EXCERPTED PASSAGE: Begin
What these charts tell us is that there have only been three periods in the last five and a half years when there’s been a sustained rise in Labour’s support both in absolute terms and relative to the Tories: the 2017 election, the election of Keir Starmer and the election of Liz Truss. (Borderline cases are the 2019 election (which improved Labour’s polling in absolute terms but not relative to the Tories) and the removal of Boris Johnson (which improved Labour’s polling by 7% and their relative position by 15%, but did so over a period of eight months); including them wouldn’t change the argument, though.) Simply listing these events demonstrates how little – under the current leadership – Labour’s popularity has depended on anything the party’s representatives have done: instead, events in the Tory Party and its associated media seem to exert a tidal pull on levels of support for the Tories, with Labour support following as the default alternative. The election of Keir Starmer as leader might seem like an exception, but it really isn’t: the event that made the difference there wasn’t anything Starmer did or said but how he was received by the political-media establishment, and in particular how he was hailed as a decisive break from Corbyn.
As for where we are now, the most recent of these vote shifts, after an unsustainable peak (and the removal of an unsustainable Liz Truss) took Labour from averaging 42% and a 10-point lead to averaging 47% and a 20-point lead. (47-42=5, 20-10=10 – same ratio as ever.) It’s that lead which is now unwinding, with the current averages standing at or slightly below 45% and 16% respectively.
EXCERPTED PASSAGE: End
SOURCE INFORMATION: Begin
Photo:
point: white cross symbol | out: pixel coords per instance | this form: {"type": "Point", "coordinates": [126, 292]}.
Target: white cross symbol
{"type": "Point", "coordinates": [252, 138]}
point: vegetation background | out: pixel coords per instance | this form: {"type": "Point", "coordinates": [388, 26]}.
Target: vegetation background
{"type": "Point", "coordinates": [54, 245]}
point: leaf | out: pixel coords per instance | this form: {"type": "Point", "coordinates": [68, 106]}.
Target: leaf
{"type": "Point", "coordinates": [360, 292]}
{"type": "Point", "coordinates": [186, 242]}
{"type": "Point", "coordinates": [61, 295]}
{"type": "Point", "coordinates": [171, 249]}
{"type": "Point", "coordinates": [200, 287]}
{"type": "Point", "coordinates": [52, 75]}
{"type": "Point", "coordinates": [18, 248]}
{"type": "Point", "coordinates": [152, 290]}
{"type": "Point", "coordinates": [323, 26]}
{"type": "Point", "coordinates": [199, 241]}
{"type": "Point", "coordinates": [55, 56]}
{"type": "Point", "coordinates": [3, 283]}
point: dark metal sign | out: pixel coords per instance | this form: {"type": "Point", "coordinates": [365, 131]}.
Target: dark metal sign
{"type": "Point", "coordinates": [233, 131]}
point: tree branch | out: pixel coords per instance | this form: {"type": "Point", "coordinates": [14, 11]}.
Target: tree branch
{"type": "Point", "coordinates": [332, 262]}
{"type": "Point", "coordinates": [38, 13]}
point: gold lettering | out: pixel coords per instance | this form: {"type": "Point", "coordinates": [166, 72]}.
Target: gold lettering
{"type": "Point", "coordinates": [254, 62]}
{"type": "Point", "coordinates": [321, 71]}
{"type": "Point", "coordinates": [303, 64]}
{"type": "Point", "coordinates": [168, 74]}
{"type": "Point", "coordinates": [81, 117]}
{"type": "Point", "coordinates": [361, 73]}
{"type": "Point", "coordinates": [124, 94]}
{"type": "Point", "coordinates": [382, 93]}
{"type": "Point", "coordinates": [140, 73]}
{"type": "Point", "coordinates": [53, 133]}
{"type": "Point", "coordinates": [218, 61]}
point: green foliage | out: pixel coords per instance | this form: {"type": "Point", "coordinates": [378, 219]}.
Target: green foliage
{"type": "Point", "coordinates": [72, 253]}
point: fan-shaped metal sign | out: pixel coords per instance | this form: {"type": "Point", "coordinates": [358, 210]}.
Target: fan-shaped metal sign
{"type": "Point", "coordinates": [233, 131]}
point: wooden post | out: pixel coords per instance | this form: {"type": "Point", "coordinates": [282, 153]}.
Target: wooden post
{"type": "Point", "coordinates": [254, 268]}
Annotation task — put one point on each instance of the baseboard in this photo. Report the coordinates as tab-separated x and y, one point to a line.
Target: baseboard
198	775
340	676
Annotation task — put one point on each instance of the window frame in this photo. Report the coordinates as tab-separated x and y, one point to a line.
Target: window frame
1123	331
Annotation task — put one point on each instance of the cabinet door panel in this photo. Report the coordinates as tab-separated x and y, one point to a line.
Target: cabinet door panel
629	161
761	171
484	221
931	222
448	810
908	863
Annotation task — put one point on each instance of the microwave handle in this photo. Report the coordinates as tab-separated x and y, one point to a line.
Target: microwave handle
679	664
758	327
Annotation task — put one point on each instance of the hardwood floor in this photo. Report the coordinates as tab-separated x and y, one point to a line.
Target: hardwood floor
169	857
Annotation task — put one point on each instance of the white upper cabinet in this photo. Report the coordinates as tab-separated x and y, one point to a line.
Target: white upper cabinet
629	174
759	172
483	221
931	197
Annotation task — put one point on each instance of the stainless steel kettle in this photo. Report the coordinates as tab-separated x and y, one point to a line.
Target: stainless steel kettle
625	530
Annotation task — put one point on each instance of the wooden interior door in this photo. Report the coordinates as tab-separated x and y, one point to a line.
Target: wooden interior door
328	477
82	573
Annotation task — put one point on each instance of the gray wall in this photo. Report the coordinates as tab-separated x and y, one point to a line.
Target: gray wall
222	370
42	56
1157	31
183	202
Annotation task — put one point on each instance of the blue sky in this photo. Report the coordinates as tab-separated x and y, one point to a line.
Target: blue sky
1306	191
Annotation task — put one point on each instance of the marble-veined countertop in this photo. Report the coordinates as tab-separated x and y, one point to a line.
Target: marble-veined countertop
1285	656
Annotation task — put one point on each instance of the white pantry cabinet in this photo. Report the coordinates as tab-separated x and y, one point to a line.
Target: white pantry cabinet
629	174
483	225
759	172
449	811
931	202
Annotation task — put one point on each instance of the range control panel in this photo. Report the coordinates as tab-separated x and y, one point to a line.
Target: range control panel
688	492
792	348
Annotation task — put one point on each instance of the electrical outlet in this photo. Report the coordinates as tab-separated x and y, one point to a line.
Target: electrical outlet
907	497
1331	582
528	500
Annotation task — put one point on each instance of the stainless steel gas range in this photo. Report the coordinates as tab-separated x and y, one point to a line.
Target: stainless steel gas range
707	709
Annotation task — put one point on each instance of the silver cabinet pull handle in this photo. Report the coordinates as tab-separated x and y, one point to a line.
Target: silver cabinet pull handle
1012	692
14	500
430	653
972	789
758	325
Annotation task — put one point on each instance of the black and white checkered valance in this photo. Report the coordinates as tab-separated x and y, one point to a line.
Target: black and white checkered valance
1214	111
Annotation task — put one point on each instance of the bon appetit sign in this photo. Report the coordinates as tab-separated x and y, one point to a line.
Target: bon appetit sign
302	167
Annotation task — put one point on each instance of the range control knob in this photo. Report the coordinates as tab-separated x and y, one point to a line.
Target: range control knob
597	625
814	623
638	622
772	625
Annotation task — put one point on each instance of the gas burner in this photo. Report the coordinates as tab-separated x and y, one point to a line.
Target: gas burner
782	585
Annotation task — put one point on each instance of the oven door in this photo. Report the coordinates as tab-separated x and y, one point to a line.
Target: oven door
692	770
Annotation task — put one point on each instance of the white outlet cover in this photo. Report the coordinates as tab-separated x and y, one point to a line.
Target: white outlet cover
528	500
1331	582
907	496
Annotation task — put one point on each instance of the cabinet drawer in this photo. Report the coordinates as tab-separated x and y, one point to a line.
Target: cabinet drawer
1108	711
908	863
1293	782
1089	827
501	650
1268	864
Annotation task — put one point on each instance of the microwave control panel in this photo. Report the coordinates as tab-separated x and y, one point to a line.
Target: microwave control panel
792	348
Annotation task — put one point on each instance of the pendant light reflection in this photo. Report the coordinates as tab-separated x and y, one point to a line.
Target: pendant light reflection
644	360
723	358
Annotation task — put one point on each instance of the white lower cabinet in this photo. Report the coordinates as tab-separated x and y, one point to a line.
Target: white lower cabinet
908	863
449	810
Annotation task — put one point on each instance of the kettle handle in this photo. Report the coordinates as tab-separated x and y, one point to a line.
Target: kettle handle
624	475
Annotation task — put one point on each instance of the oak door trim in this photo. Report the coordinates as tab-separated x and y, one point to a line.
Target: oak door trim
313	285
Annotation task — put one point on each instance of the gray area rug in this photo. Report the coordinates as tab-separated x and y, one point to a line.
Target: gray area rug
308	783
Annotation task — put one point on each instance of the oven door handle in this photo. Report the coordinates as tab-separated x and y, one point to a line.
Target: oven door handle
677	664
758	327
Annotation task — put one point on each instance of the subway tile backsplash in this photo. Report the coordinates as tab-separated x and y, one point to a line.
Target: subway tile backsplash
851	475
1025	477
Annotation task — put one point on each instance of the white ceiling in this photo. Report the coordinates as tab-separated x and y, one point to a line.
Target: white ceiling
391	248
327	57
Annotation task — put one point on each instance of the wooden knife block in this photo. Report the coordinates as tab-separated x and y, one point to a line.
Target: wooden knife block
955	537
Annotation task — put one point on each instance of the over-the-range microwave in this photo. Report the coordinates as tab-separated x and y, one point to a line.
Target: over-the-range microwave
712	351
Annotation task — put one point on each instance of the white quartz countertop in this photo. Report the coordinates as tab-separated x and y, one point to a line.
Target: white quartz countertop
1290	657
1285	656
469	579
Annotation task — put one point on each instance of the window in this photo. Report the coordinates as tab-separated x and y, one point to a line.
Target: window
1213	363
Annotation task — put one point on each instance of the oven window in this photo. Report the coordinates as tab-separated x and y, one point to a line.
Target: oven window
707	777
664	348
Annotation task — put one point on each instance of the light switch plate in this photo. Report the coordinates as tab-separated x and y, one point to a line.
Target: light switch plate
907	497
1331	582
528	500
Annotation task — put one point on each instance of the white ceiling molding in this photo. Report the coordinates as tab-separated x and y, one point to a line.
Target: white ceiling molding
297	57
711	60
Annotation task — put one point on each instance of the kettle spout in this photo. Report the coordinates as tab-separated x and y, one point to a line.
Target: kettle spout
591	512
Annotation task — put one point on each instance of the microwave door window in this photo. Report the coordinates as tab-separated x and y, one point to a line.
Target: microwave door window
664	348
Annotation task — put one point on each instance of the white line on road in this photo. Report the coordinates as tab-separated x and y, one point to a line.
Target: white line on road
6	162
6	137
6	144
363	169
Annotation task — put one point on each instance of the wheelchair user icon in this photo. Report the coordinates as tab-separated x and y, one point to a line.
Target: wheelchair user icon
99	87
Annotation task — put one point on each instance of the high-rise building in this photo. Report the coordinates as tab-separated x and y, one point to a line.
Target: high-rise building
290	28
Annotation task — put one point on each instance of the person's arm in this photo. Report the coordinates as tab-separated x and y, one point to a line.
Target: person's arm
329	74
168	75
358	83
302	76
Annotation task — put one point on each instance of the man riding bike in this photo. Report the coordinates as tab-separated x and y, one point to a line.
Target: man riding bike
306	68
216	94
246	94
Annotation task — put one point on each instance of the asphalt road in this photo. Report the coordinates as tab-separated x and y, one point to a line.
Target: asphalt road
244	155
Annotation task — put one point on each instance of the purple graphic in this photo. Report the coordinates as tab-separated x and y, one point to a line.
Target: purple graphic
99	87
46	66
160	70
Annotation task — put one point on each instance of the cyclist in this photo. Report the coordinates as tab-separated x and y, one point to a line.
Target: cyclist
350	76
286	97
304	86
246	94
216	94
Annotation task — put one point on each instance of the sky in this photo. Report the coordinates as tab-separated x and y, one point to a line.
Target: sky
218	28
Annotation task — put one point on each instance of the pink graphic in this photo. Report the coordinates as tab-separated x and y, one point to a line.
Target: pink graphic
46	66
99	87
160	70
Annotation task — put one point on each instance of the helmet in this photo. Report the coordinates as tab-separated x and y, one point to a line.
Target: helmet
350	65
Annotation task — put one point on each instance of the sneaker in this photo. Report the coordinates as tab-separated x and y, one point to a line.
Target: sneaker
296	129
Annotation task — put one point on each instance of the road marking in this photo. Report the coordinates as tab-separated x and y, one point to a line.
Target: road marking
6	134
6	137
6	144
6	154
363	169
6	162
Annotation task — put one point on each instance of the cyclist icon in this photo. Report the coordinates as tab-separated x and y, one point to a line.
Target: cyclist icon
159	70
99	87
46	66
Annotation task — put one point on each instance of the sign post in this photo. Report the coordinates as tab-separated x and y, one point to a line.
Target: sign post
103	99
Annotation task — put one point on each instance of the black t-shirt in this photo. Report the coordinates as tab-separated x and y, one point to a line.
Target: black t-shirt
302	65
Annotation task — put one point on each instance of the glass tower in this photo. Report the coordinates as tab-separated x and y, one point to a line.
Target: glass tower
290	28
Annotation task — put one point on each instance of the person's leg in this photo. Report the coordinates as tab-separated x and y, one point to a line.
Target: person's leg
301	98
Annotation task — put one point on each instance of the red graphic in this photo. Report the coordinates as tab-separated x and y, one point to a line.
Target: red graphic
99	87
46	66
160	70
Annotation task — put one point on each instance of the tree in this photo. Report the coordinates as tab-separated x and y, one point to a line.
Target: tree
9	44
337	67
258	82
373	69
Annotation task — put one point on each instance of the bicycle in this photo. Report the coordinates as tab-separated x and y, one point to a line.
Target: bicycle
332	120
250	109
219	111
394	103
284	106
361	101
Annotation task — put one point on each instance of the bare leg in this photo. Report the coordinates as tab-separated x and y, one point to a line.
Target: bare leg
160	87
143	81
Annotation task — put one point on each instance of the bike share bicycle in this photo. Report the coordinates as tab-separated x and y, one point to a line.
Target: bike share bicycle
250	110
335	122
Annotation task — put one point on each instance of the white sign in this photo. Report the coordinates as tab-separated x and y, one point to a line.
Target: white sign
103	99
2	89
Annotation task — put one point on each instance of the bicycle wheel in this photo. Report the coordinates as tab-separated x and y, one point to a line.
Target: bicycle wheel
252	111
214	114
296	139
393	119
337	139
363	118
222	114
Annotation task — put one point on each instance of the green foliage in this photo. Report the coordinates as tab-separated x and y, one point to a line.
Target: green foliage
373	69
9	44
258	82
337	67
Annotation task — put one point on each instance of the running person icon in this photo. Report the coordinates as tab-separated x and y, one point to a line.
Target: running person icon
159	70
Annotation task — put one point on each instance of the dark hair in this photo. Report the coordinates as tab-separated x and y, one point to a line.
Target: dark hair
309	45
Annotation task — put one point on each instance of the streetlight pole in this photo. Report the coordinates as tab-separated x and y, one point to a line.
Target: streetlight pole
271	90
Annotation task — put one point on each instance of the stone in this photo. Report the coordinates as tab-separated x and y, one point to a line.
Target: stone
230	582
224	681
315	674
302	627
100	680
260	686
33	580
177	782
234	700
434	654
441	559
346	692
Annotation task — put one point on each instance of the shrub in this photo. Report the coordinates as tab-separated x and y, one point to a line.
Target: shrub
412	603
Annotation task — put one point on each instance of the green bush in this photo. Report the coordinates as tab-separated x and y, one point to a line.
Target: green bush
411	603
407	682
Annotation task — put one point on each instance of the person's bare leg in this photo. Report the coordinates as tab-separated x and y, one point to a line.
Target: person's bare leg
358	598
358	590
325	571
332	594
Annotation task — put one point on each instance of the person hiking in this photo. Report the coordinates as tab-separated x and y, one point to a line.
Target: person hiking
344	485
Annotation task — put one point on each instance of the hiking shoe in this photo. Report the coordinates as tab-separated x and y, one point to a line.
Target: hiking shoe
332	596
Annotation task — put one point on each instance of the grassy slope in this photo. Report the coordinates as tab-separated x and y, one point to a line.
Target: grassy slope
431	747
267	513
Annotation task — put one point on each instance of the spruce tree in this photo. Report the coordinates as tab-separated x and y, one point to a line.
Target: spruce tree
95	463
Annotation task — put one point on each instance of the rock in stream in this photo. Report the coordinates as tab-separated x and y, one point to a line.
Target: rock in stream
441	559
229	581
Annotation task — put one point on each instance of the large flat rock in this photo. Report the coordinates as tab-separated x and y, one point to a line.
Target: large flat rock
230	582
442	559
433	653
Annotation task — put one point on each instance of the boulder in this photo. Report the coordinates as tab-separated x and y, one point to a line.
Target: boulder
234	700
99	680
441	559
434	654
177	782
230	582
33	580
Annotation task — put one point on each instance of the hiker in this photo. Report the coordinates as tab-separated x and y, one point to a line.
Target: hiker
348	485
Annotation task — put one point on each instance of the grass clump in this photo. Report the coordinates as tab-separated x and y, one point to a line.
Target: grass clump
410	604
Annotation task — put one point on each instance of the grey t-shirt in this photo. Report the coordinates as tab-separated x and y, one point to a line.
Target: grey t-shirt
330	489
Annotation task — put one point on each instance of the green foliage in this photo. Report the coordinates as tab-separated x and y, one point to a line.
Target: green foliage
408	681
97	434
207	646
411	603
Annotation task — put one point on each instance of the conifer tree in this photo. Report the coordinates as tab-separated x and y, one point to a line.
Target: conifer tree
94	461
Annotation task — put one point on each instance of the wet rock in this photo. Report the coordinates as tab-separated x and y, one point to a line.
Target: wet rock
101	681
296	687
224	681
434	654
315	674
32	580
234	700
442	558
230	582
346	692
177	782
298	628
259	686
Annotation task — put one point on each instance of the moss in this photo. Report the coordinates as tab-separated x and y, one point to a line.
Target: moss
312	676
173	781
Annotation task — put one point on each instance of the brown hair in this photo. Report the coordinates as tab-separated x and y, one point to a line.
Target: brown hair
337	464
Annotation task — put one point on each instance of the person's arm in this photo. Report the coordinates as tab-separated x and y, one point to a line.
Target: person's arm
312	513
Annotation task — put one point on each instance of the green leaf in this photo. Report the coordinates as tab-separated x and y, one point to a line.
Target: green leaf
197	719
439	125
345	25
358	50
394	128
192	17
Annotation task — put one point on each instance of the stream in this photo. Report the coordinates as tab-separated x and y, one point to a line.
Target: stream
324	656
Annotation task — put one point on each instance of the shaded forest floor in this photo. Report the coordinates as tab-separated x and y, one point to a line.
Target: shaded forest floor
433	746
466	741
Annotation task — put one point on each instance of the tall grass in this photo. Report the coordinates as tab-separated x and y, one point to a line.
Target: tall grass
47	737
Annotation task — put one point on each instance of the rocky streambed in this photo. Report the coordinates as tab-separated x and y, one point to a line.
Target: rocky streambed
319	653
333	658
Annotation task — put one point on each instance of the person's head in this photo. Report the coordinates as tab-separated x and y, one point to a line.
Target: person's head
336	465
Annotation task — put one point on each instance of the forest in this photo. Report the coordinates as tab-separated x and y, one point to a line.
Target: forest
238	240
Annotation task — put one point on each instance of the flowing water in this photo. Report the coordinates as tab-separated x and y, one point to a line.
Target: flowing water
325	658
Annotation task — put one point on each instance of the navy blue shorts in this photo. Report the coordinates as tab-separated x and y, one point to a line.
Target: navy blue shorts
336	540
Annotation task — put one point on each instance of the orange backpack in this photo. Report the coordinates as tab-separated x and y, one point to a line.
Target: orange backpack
SOURCE INFORMATION: End
» **ACTION ITEM A**:
Translate this sentence from the passage on Labour's polling into French: "It’s that lead which is now unwinding, with the current averages standing at or slightly below 45% and 16% respectively."
» **ACTION ITEM B**:
Resume the passage on Labour's polling after its final sentence.

» **TASK RESULT A**:
C’est cette avance qui est aujourd’hui en train de s’effriter, les moyennes actuelles se situant respectivement à 45 % et à 16 %, ou légèrement en dessous.

» **TASK RESULT B**:
Will the Labour vote share (and lead) go lower? Almost certainly. Will it go a lot lower? Depends what you mean by ‘a lot’, but I can’t see anything militating against Labour support falling back to somewhere around 40%. Which might be OK on the day of an election, but could be disastrous going into an election – particularly for a party which has limited capacity to build its own support and has pinned its hopes on the Tories self-destructing.
On that topic, here’s one final chart.
Crowded and unreadable, I admit, but it’s not as if you’re interested in individual data points. All you really need to know is that the dotted lines mark election campaigns in the course of which Labour’s polling was pretty much flat (up a bit in 2005, down a bit in 2015); the dashed lines are campaigns during which Labour’s polling either went down a little (3-4% in 2010) or went down a lot (8-10% in both 1997 and 2001); and the solid lines are the ones where I went out canvassing with some friends. (Hey, what can I tell you? We knocked on a lot of doors.) The serious points here are that Labour’s polling went up by 6-8% during the 2019 campaign and 8-10% in 2017; that this was very unusual, and can reasonably be related to other things that were unusual about the party in those campaigns; and that, if we’re not going there again, past form says that we’re very unlikely to put on support during the short campaign, and pretty likely to lose it.
Now, you might say that another unusual factor is that there was plenty of room for improvement in the polls on both those occasions, and that this could also be related to the then leadership; you might also say that, when it comes to winning elections, Labour is better off starting in the mid-50%s and losing 8% than starting below 30% and gaining the same amount. All I’d say to that is that polling in the mid-50%s isn’t to be had for the asking – and we don’t want to go into the next election campaign on 42% (say) and lose 8% out of that.
At the moment, glancing back at that asymmetrical red mountain, I’d say that when the music stops and the ski-slope levels out, Labour are likely to be polling in the 38-42% region, with at best a low-single-figure lead over the Tories. And if that’s how we go into the short campaign (whenever it is), I don’t hold out much hope of a Labour majority.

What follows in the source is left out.